Exercise details
Count the lines of the entries below that contain the string "target", matching case exactly, and reply with that number alone.

_____

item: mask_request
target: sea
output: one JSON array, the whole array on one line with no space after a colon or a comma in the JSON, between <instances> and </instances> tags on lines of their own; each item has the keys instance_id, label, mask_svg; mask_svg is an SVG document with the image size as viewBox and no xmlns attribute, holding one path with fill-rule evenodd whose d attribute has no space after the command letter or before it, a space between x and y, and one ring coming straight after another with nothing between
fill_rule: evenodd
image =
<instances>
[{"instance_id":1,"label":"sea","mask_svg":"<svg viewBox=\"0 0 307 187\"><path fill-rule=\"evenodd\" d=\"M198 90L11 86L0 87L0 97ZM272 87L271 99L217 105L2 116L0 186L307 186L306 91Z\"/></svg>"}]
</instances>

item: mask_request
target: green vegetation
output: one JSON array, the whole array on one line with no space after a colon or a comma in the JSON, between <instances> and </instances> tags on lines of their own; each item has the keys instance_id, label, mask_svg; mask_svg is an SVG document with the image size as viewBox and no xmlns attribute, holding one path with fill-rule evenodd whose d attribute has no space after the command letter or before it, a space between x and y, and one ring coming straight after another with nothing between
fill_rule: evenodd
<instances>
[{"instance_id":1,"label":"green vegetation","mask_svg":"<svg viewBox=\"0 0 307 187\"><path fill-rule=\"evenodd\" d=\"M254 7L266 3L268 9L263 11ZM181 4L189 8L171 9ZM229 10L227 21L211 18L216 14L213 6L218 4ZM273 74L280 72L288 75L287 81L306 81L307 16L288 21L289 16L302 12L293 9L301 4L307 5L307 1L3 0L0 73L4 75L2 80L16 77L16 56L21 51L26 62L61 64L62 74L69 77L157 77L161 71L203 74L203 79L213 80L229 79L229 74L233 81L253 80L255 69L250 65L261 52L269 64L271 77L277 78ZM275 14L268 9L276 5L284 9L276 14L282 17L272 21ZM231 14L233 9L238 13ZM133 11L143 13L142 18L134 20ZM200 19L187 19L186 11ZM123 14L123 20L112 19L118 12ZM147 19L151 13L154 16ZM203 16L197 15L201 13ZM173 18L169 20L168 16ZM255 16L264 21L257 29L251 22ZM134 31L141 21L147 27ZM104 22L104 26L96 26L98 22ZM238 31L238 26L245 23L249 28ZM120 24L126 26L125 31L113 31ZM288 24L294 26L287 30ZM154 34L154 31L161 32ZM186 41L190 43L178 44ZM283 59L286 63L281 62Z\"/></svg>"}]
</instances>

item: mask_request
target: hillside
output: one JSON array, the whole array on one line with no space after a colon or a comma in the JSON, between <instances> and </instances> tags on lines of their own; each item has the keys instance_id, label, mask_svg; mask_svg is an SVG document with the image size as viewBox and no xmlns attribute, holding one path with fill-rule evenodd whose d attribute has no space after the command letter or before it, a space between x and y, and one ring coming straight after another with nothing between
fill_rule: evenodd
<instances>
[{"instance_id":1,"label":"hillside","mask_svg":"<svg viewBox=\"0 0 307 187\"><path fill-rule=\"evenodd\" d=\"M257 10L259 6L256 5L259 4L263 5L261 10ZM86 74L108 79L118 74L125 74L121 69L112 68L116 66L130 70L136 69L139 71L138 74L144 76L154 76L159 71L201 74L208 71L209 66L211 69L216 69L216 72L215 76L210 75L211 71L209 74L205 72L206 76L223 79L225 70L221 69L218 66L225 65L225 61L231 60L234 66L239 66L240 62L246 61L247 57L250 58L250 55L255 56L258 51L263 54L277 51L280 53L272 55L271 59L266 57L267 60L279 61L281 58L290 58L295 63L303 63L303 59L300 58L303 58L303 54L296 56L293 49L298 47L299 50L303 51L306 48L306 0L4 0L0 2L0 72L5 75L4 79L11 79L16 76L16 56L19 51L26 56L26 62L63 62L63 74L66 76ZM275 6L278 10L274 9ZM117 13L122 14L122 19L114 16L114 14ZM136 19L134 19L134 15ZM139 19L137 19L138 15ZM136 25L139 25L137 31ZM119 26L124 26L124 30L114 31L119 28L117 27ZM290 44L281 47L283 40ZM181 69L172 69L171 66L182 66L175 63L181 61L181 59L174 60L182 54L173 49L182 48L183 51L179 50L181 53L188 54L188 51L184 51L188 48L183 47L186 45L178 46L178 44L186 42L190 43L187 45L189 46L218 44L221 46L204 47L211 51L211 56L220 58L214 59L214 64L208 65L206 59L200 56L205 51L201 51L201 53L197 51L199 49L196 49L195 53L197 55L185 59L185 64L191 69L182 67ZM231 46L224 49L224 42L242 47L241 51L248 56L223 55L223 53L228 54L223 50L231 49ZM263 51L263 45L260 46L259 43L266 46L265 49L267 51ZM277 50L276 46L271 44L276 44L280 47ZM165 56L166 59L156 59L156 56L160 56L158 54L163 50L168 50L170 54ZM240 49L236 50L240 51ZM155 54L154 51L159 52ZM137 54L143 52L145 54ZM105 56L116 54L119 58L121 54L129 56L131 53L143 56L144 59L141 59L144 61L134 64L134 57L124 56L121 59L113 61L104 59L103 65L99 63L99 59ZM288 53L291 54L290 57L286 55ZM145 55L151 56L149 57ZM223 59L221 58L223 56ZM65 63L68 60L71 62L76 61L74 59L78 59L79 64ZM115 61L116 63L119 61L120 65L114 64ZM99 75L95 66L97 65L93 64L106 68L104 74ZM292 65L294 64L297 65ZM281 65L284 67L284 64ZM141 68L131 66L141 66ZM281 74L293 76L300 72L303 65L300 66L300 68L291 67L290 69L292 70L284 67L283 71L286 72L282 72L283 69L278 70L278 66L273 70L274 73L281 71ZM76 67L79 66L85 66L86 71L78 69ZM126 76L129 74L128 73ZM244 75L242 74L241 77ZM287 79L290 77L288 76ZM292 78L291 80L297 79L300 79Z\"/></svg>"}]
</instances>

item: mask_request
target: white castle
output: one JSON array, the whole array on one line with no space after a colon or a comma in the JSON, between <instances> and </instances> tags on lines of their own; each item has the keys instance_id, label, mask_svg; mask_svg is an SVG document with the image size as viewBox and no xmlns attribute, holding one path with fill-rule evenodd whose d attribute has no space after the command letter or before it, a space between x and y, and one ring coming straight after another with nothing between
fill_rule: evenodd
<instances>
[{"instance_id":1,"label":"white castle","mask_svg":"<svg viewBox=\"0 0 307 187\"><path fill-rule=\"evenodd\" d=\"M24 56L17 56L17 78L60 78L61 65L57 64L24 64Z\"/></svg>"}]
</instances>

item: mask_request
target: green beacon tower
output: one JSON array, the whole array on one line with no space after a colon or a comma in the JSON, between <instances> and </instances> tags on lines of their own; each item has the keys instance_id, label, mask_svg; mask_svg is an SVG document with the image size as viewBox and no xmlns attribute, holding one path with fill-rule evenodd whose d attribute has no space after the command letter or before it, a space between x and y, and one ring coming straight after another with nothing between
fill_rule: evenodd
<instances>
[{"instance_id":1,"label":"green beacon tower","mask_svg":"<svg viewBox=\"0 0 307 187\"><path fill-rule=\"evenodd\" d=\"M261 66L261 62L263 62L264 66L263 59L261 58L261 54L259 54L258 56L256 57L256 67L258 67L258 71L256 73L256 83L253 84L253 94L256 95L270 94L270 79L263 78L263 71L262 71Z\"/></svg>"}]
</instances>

_____

Result of the task
5